[Extracted data — start]

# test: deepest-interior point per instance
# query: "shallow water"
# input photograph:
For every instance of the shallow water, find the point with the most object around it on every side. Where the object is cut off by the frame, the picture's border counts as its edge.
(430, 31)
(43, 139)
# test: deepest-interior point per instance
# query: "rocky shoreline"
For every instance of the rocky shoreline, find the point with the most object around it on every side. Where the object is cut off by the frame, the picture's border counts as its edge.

[Extracted data — finish]

Task:
Reproduce all of the entries word for word.

Expected answer:
# test: deepest-interior point per instance
# query: "shallow water"
# input photograph:
For every instance of the shallow water, find the point with the most object around it on every side. Where the object is cut off by the frame, the picture's border counts as its edge.
(430, 31)
(43, 139)
# test: deepest-interior point per instance
# query: "rocky shoreline"
For every instance of the rocky shoreline, find the point with the most object around it on every side. Where the object is cut off by the frame, the picture's border counts as its edge.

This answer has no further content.